Exercise goal> Copy all of the entries below line for line, without changing anything, and leave the pictures out of your copy.

Records to process>

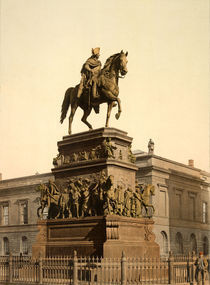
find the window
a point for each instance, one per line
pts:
(193, 243)
(162, 203)
(23, 212)
(178, 204)
(179, 243)
(6, 246)
(205, 246)
(5, 214)
(204, 213)
(164, 243)
(24, 245)
(192, 208)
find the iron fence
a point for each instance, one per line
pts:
(85, 270)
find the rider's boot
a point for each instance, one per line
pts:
(80, 89)
(94, 90)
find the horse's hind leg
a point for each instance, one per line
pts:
(109, 109)
(73, 110)
(84, 118)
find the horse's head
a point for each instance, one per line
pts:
(123, 63)
(117, 62)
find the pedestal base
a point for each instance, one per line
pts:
(96, 236)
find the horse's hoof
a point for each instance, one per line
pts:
(117, 116)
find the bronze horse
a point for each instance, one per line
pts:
(114, 68)
(149, 189)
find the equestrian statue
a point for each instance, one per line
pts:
(96, 86)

Solution to this task>
find the window
a point for each instance, one per line
pts:
(193, 243)
(162, 203)
(23, 212)
(178, 204)
(179, 243)
(6, 246)
(205, 246)
(5, 214)
(204, 213)
(164, 243)
(24, 245)
(192, 208)
find the iron fence
a point for each instance, one per line
pts:
(85, 270)
find the rider's boot
a point for each instance, one per line
pts:
(80, 89)
(94, 90)
find the horse's hind leg
a point for each instance, one per line
pts:
(109, 109)
(73, 110)
(84, 118)
find the horse's head
a point for each instance, one per line
pts:
(123, 63)
(117, 62)
find the pedestal base
a point for each instance, one per line
pts:
(96, 236)
find the horse's hoof
a point for each instance, one per line
pts:
(117, 116)
find the bronze horse
a point for each instance, one per line
pts:
(114, 68)
(149, 189)
find the equestrian statue
a point for each instance, one per line
pts:
(96, 86)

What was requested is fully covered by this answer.